Brano scelto —
Sarebbe abbastanza fuorviante, quindi, riproporre princìpi di autorità ormai consegnati al passato, ampiamente screditati, fuori dalla sensibilità contemporanea, che li considererebbe antistorici; il compito che occorrerà assegnarsi per il futuro è piuttosto quello di ricostituire un’autorevolezza senza autorità e senza autoritarismi. Compito certo non facile.
Esso richiede, per funzionare, che coloro che si confrontano nel campo dell’apprendimento e della trasmissione del sapere, si riconoscano a vicenda e che rispettino i propri ruoli e le rispettive sfere di autonomia. Il riconoscimento reciproco, basato su un piano di uguaglianza sostanziale, oltre che formale, comporta uno scambio negoziale aperto e trasparente. Nulla si toglierebbe, in questo modello, alla superiorità conoscitiva e di esperienza degli insegnanti; allo stesso modo, nulla si toglierebbe, in termini di identità e di autonomia conoscitiva agli studenti, con un modello educativo basato sul rispetto dei ruoli. Un buon insegnante riconosce per primo i limiti delle conoscenze trasmesse, poiché ne conosce il senso complessivo di avventura intellettuale sempre aperta e sottoposta a continua revisione; un docente attento e consapevole sa anche che la scuola non è l’unica agenzia educativa, per quanto conservi ancora una sua centralità. Come dice Seneca, “gli uomini, mentre insegnano, imparano”.

Esercizio — Modifica il passo del brano sull'autorevolezza compreso tra "Sarebbe abbastanza fuorviante, quindi, riproporre" e "certo non facile.", estremi inclusi, mettendo "ingannevole" al posto di "fuorviante". Il materiale non ha alcun legame con il brano sull'autorevolezza.

Materiale fornito —
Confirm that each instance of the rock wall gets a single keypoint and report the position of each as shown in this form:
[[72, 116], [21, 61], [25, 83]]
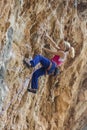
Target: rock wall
[[61, 102]]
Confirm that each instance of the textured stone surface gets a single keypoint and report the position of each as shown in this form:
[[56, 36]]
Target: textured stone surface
[[61, 102]]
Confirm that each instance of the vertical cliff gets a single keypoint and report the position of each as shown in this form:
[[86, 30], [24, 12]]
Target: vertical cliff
[[61, 102]]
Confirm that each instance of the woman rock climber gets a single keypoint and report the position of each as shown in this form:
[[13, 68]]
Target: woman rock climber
[[49, 66]]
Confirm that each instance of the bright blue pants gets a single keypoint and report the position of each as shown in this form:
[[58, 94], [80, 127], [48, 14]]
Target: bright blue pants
[[45, 62]]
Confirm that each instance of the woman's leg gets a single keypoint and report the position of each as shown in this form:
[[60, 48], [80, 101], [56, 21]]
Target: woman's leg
[[40, 59], [39, 72]]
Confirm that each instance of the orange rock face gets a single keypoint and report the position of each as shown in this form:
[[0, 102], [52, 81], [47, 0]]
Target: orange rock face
[[61, 102]]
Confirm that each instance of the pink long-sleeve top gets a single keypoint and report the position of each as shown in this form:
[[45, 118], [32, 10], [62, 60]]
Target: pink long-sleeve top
[[58, 60]]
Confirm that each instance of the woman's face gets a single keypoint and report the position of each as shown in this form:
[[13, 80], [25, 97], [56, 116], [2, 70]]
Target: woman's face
[[62, 46]]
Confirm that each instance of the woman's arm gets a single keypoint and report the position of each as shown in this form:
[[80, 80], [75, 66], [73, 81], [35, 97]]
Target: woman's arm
[[52, 42], [60, 53]]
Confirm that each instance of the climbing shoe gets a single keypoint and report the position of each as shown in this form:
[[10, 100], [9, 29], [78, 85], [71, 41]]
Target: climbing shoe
[[32, 90], [27, 63]]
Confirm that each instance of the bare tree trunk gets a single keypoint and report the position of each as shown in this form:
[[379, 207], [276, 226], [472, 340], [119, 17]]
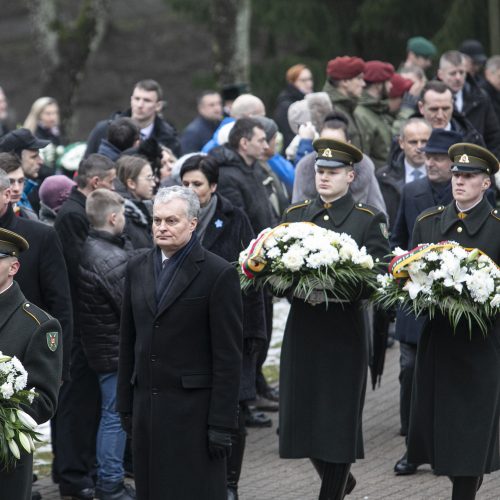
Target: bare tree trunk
[[65, 47], [231, 40]]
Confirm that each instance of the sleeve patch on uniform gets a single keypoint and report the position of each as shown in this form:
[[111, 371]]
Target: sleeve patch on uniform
[[384, 230], [52, 340]]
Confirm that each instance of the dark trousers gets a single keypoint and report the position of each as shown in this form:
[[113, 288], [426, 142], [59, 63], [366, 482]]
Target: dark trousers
[[333, 479], [408, 354], [465, 487], [15, 484], [235, 461], [261, 381], [77, 421]]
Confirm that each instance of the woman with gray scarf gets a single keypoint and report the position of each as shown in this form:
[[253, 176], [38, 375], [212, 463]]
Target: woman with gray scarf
[[225, 230]]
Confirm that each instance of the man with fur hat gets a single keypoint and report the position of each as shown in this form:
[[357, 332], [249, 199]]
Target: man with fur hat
[[372, 112], [344, 84], [325, 355]]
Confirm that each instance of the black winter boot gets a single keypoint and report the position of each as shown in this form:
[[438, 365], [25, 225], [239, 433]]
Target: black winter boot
[[334, 481]]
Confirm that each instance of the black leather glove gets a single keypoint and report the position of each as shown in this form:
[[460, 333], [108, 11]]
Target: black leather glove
[[252, 345], [219, 443], [126, 421]]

Soluzione dell'esercizio —
Sarebbe abbastanza ingannevole, quindi, riproporre princìpi di autorità ormai consegnati al passato, ampiamente screditati, fuori dalla sensibilità contemporanea, che li considererebbe antistorici; il compito che occorrerà assegnarsi per il futuro è piuttosto quello di ricostituire un’autorevolezza senza autorità e senza autoritarismi. Compito certo non facile.